INPUT FOR THIS TASK:
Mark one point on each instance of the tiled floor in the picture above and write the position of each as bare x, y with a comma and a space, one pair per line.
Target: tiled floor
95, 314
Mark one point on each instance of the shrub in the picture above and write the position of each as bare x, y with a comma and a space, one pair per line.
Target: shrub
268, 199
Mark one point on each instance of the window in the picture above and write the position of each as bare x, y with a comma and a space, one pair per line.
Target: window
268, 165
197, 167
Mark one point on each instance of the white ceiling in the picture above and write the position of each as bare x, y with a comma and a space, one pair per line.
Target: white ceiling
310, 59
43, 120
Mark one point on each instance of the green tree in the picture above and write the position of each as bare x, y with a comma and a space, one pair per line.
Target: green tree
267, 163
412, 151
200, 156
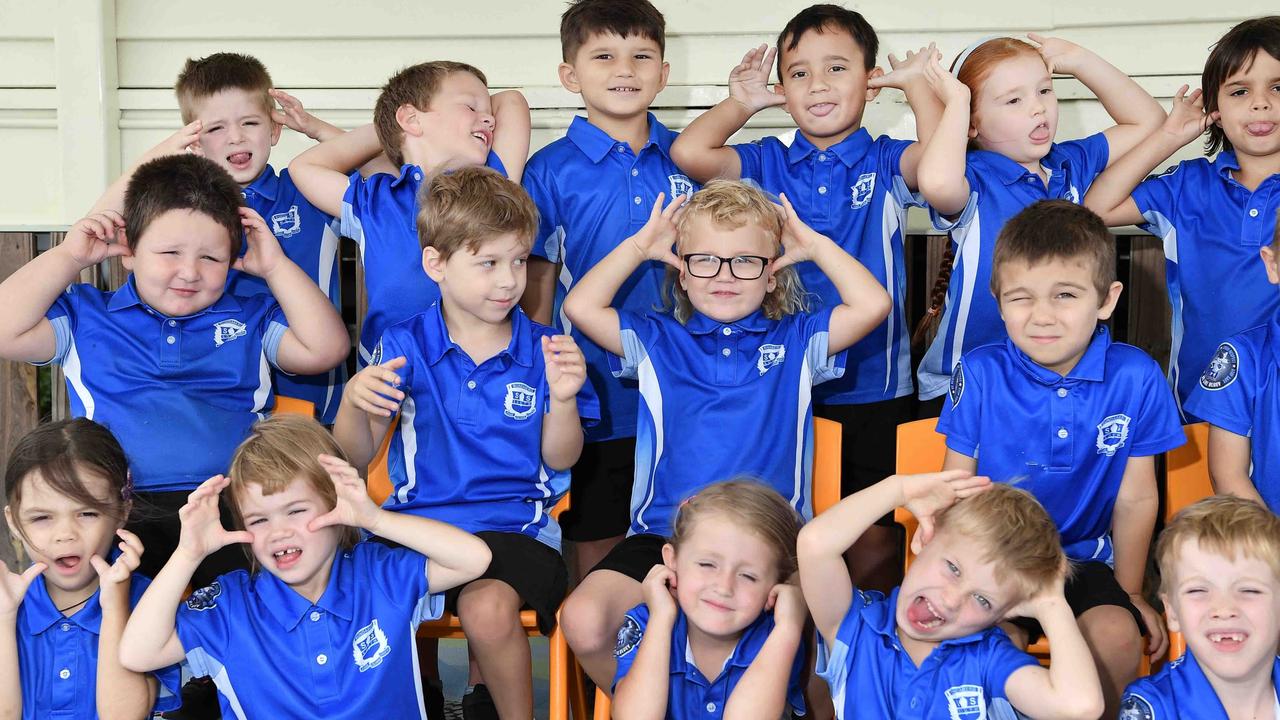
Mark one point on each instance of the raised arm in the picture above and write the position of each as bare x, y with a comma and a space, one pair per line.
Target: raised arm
700, 147
1111, 194
863, 301
589, 305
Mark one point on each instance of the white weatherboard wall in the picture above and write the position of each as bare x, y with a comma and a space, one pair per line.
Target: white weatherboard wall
86, 85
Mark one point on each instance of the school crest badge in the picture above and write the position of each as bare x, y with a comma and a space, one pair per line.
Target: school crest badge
860, 192
521, 401
769, 356
1112, 433
1223, 368
967, 702
227, 331
370, 647
287, 224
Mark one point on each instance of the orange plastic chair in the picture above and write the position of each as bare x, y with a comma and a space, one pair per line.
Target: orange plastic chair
827, 449
1187, 481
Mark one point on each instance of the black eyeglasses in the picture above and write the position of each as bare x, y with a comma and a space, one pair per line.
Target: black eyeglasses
741, 267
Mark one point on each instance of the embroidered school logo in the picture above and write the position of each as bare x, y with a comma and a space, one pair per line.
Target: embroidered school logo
370, 647
769, 356
287, 224
629, 637
965, 702
1223, 368
206, 597
860, 192
521, 401
680, 185
227, 331
1112, 432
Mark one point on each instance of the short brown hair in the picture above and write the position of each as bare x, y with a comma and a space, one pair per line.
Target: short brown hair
182, 182
1225, 525
218, 72
1020, 540
753, 506
731, 205
585, 18
415, 85
1056, 229
467, 206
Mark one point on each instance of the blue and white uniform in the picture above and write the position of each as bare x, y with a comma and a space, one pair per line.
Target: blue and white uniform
1179, 691
467, 450
693, 695
999, 188
310, 238
350, 655
593, 192
1239, 392
872, 675
1212, 227
854, 194
380, 214
58, 657
721, 400
179, 393
1065, 440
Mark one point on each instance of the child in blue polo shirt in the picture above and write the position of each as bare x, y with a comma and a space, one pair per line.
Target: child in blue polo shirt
492, 408
850, 187
1214, 215
1220, 582
931, 650
720, 630
323, 625
593, 188
429, 118
726, 378
1239, 395
172, 364
67, 495
1074, 418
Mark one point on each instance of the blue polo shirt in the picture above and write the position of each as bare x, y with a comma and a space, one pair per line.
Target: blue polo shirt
722, 400
854, 194
1214, 227
1239, 392
999, 188
469, 446
380, 214
58, 657
1064, 440
871, 675
351, 655
592, 194
310, 238
693, 695
1179, 691
179, 393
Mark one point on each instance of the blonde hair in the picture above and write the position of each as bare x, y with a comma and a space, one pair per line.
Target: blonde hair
278, 451
1225, 525
1020, 540
753, 506
731, 205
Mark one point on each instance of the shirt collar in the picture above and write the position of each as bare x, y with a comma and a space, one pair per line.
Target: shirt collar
520, 349
849, 150
1092, 365
597, 144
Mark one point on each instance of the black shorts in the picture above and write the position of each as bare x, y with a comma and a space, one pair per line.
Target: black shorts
600, 491
155, 522
1092, 584
634, 556
533, 569
869, 451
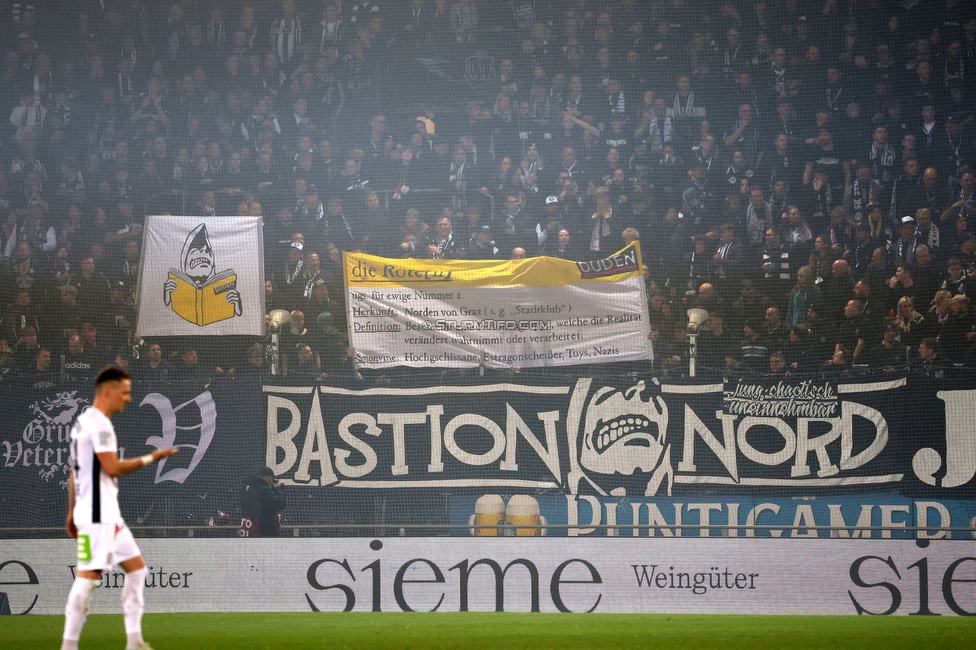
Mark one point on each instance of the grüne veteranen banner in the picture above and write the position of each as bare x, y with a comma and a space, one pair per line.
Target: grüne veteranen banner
536, 312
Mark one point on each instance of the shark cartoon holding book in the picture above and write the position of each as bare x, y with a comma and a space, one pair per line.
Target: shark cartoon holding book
197, 293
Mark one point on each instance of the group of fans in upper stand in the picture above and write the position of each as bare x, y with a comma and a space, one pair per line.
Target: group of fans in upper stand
800, 169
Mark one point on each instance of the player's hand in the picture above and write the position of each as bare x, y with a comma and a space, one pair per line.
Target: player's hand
234, 298
168, 288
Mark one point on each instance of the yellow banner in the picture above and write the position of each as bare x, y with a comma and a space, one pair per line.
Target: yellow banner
364, 270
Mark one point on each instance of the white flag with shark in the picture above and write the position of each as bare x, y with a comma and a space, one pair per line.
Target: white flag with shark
202, 276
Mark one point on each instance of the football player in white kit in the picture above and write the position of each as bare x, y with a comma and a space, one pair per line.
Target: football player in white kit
94, 518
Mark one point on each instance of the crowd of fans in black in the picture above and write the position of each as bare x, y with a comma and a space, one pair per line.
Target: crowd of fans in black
800, 169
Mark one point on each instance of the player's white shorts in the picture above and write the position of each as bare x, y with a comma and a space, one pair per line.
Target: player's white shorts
102, 545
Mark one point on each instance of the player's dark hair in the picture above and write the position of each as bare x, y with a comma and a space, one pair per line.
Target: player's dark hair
110, 374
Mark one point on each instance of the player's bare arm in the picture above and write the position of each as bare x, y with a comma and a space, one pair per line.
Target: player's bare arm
116, 468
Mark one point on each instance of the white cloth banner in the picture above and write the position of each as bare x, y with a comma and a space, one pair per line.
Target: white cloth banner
202, 276
522, 313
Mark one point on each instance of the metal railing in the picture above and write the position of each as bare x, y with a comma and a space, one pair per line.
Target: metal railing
439, 530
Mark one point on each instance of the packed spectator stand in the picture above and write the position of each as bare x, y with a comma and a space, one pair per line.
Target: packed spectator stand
799, 169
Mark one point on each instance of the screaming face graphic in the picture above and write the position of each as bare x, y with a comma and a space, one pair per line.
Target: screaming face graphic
198, 261
625, 436
196, 292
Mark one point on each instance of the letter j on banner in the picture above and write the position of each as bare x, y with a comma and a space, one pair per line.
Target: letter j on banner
501, 314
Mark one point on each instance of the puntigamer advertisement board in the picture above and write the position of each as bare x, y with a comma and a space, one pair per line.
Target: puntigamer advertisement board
588, 451
772, 576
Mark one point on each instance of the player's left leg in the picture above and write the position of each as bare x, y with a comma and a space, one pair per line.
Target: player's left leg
130, 559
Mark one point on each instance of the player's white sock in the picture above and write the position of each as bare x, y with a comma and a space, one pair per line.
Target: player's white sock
76, 611
132, 606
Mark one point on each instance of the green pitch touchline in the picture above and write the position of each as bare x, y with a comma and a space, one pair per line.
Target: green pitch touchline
499, 630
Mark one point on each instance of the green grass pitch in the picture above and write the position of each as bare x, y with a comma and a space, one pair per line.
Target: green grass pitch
498, 630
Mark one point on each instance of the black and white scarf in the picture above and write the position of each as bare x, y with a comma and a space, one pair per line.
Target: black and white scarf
444, 244
290, 276
859, 200
216, 34
882, 162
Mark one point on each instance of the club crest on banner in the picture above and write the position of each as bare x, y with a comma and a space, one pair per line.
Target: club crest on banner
202, 276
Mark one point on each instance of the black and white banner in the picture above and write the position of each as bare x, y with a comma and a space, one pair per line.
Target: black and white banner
634, 439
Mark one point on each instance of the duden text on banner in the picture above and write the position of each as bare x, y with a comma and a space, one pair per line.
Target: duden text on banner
520, 313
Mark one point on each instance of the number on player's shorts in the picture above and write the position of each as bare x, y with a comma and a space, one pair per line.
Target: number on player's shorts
84, 548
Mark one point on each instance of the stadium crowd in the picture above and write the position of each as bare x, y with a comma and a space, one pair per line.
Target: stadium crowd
801, 169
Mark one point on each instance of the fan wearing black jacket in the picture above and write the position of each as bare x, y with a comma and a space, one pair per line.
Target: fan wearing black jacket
262, 501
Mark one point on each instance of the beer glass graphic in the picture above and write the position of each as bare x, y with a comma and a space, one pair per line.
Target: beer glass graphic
523, 510
489, 510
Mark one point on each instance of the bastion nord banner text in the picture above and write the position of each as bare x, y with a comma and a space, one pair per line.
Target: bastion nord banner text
520, 313
402, 574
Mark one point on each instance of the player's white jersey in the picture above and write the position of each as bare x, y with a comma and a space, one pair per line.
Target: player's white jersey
96, 493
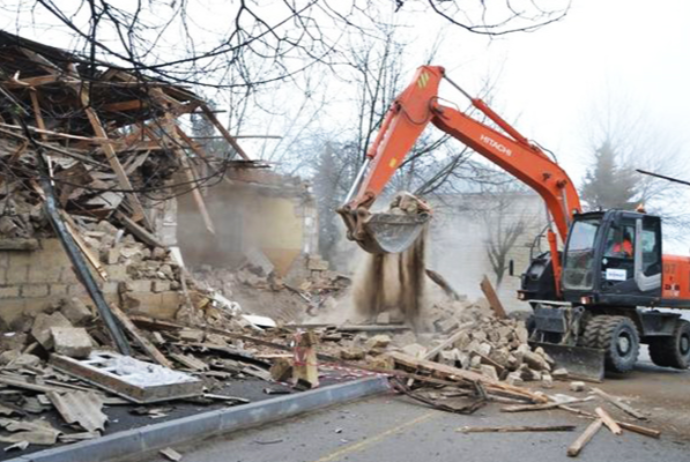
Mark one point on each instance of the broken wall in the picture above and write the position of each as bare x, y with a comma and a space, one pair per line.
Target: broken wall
459, 235
251, 210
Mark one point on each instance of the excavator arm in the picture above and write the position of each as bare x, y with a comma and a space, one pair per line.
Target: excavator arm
411, 112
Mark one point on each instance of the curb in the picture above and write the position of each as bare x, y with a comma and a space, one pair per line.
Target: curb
212, 423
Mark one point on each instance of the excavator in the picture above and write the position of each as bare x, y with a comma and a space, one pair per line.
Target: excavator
604, 285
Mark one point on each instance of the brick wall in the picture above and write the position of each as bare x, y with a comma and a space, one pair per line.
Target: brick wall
32, 281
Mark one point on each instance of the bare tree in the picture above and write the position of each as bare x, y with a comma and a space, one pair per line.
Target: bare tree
507, 217
637, 142
194, 42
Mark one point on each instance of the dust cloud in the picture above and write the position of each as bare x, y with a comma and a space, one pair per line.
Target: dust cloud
392, 282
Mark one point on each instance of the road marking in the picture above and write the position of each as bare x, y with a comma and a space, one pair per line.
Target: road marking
376, 438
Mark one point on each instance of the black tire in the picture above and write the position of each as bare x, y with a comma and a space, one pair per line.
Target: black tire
530, 325
673, 351
620, 341
590, 333
658, 352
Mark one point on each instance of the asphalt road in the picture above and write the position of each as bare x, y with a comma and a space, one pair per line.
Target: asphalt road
389, 428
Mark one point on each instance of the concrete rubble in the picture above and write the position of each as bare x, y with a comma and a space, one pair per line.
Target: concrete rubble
194, 332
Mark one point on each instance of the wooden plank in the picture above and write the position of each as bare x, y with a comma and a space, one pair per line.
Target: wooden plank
111, 155
542, 407
90, 140
145, 236
431, 354
228, 137
608, 421
628, 426
31, 81
124, 106
16, 383
640, 429
492, 297
90, 257
443, 371
518, 428
19, 243
37, 113
619, 404
149, 347
188, 172
575, 448
161, 385
82, 408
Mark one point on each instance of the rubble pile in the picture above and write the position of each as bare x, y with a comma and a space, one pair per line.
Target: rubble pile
260, 291
458, 333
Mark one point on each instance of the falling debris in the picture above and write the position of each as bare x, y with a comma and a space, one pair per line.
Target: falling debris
130, 378
171, 454
82, 408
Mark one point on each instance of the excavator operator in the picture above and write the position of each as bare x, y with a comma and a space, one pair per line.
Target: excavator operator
622, 245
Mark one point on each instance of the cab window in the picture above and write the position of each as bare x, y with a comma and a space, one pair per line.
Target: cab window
620, 242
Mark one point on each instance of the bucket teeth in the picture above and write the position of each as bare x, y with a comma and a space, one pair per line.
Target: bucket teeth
392, 233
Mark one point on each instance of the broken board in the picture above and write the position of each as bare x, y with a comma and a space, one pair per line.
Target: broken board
130, 378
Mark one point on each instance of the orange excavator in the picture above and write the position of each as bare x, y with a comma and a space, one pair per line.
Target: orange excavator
595, 294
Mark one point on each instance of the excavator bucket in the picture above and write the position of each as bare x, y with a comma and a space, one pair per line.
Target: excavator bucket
391, 233
582, 363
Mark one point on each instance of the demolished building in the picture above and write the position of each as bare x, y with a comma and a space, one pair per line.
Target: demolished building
119, 156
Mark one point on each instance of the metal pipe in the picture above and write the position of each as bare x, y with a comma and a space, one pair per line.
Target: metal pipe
77, 258
459, 88
358, 180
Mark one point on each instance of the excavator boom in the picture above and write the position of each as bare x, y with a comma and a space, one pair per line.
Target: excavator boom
409, 115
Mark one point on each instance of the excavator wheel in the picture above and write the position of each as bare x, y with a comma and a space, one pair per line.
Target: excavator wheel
589, 338
620, 341
673, 351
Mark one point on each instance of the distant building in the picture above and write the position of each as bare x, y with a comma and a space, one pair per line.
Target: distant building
463, 227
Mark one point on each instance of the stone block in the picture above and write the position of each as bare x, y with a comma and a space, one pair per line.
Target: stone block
113, 255
414, 349
74, 342
116, 272
34, 290
353, 353
58, 290
378, 341
141, 285
161, 286
110, 287
76, 311
577, 386
489, 371
546, 380
33, 306
76, 290
52, 246
9, 292
68, 276
39, 273
18, 260
12, 341
43, 324
18, 274
11, 311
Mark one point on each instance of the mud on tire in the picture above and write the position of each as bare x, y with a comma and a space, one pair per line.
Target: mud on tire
589, 338
619, 339
673, 351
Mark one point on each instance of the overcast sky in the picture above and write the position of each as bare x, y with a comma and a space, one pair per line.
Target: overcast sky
552, 83
633, 53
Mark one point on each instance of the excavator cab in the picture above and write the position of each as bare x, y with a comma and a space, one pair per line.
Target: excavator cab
613, 258
611, 264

TASK OBJECTIVE:
Repeat, without changes, every line from the one that contains "Mark one point on each instance of the stone" through the final line of the data.

TASK SOLUTION:
Mark one point on each instance of the stone block in the picture above and write the position of each as bare x, y with a comma and a space, one pair per line.
Target: stone block
113, 255
414, 349
74, 342
116, 272
34, 290
353, 353
58, 290
378, 341
141, 285
161, 286
110, 287
76, 311
577, 386
489, 371
546, 380
33, 306
76, 290
52, 246
9, 292
68, 276
39, 273
18, 260
12, 341
43, 324
18, 274
11, 311
Mark one point on each instance of the mud on tire in the picture above and write the position of each as bare x, y with a comma and a space, one pair per line.
Target: mud on tire
589, 338
619, 339
673, 351
Mark one point on each instance of the overcast sky in the picture above and write the position of each as bare x, y with a comma and a space, one pair per line.
Target: overcast sky
552, 83
633, 53
Mark one point on each instance of the excavator cab in the picture above and write the position of each as bare x, y with a comma and a space, one pair per line.
Target: excavator cab
613, 258
611, 264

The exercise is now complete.